— Stated task —
Carry on the text about hand and machine in digital craft from its last sentence.

───── Text excerpt

The autonomous hand of the maker is both visible and invisible in these new ways of making. A playful relationship between ideas of hand-made and digital connects these makers. A looping transformation between handmade and digital, blurs through an iterative process of making and remaking. Katie Bunnell’s Bunny Beakers started as a desire to create a narrative on a drinking vessel. Hand-drawings are scanned to create a digital image that is used to create a silicon mould, wrapped to create a beaker shape, and slip cast in porcelain. Concealing the mould’s join by hand-stitching the silicone reveals the hand in the beakers’ making, hand-made imperfections and continuous touch inscribed by hybrid process.
This hybrid processing of information to produce different contexts of making is integral to the circularity of process in collaboration between Ismini Samanidou and Gary Allson. Ismini’s hand-woven textiles made using traditional fan reed techniques are not flat. Tension in the weave produces a 3D object that is digitally scanned, then output digitally in different materials. When drawn on to paper with a CNC milling machine using pen or brush, they appear to be exquisitely hand-drawn. Using three sets of co-ordinates, a 3D drawing becomes 2D image, demonstrating a sensitive hand-drawn aesthetic that playfully refutes any preconceived notions of digital craft. The CNC milling machine then inscribes the textile weave into Cornish oak. The tactile surfaces of the woven wood are both impossible textile and miniature landscapes.
Drummond Masterton’s work in metal is influenced by his refusal to accept the limitations of digital technology’s aesthetics. The triangulation of points in space in 3D digital production tends to create a triangulated aesthetic, the process self-evident in the craft object. By understanding this triangulation he is able to break out of it, using triangulation to escape the triangular. Three-dimensional co-ordinates of making machines relate to co-ordinates in real space; fingers travel over the object’s surface and continue moving over an imaginary landscape. Drummond talks of the essential hidden haptic element of the hand’s intervention of the digital making process, the stopping and starting of the machine, the touching or blowing required that reveal the autonomous maker in the seemingly automated machine.
Points in space are materialised further in Tavs Jorgensen’s work exploring the possibilities of ‘Pin-Point’, ‘an array of pins placed in a set of perforated screens in which impressions made from one side are reflected as positive shapes on the other’, allowing infinite shapes to be reproduced in kiln-formed glass. This experimental tool allows for different modes of production, that allow, like the others used here, the intervention of the hand of the maker according to desire, to adjust the digital design by hand. The process of making is visible, and integral to the materiality of the object, creating layers of meaning beyond the aesthetic. Tavs’ investigations are iterations of process that express a need to find ways for makers to gain more flexibility and sustainability in contemporary craft.

──────────
───── Data shown

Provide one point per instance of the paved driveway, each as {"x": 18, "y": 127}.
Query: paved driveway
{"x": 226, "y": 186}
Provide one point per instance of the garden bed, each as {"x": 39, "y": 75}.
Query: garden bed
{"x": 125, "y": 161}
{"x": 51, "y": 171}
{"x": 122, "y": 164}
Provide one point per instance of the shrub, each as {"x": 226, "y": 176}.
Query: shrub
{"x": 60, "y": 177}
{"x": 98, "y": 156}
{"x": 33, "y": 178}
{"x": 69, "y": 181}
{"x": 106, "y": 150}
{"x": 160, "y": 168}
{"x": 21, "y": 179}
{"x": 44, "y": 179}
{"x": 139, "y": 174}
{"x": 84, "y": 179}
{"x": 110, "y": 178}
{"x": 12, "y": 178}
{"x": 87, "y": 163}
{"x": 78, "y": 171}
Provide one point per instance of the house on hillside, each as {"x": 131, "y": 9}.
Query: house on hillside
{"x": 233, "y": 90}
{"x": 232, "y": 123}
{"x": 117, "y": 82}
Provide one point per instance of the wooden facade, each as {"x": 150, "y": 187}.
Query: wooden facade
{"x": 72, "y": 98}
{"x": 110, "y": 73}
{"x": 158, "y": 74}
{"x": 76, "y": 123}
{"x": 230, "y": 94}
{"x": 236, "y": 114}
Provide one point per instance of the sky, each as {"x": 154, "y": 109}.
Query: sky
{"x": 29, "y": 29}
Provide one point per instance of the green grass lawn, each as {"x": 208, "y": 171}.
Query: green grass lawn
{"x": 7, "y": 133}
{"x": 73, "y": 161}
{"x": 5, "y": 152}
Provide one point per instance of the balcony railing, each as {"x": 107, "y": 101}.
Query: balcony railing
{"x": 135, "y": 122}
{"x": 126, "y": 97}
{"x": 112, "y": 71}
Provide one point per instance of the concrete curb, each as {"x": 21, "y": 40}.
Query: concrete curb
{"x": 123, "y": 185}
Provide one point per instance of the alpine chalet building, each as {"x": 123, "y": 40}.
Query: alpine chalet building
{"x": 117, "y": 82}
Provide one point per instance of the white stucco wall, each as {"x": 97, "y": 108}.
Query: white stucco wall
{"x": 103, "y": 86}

──────────

— Exercise answer —
Connected by points in space, place, inversions of process, playful and practical interventions of the hand, a love of traditional skills and the ultimate materiality of production, CRAFT – CODE 011 – NEW WAYS OF MAKING is a reconsideration of contemporary practice.
NOTES: 3iDeation of the Digital
So, in moving towards the idea of a post-digital world, what exactly does that mean? The reification of digital technologies seems to be a natural progression from on-screen to real life from other kinds of digital media.
The physicalization of the digital, like 3D cinema and TV, is a way of breaking out of the frame of the screen into the outside world. Examples of this can be seen in everything from craft practice, where 3D tools used on computers in 2D are being made physical to produce 3D objects (e.g Makerbot; Autonomatic’s 3D drawing machines at UCF); or in the transformation of the computer game from 2D/on-screen/inside to playing games like Slingshot’s city-wide zombie chase game 2.8 Hours later; to the gamification of social networking. The computer game, it appears, has somehow come to permit us to play again socially as adults.
Augmented Reality and pervasive media allow the internet to exist in physical spaces, creating hybrid spaces where invisible information creates another dimension, where we no longer need to dwell in virtual realms that are separated from our physical bodies but create spaces that are neither one or the other. Real life and digital lives are the same thing. Just living.
Museums, galleries and archives are no longer confined to their institutions but history litters the streets to be discovered. But also advertisers will also occupy these spaces, and this space will be as contested as much as any other.
The physicalization of the digital in craft making is produced by challenging and interrogating digital tools. What would have previously only been possible in 3D digital design on a 2D computer screen, developments in Rapid Prototyping and CNC allow objects to break out of the frame of the computer screen, creating new possibilities in making 3D objects that were previously only conceivable in 2D. Ultimately, as McCullough suggests, using digital technology is not about automation, or an anonymous computerised aesthetic, it is about intellectual investigation and creative manipulation, using hand and head to develop tools that give a new context to modes of production.
TALK: Theatre Sandbox Showcase, 12th November 2010
The Theatre Sandbox Showcase came out of a series of workshops, which around 275 people attended. From this, a competitive process selected six different project proposals to participate in the Theatre Sandbox, funded by the Arts Council and supported by Watershed, iShed, Pervasive Media Studio.
What’s really struck me is that Bristol really seems to be a centre for all things pervasive. I’ve yet to find another central point, or network hub, that has creative links as extensive as those of the Pervasive Media Studio or Watershed. London is just too big and disparate, and few other places are lucky enough to have the facilities, investment, and most importantly, people and ways of connecting through place. UWE are obviously a big part of this too, and play a major part in both attracting and keeping a creative technology community in Bristol.
The Observatory
Melanie Wilson, Ed Collier/Lyric Theatre/Tom Melamed, Calvium/PMStudio
Interesting thing that Melanie Wilson pointed out: Children aren’t amazed by technology. Grown-ups might think that pervasive media is really interesting, but the kids are only really interested in the unicorns.
The technology is just a tool.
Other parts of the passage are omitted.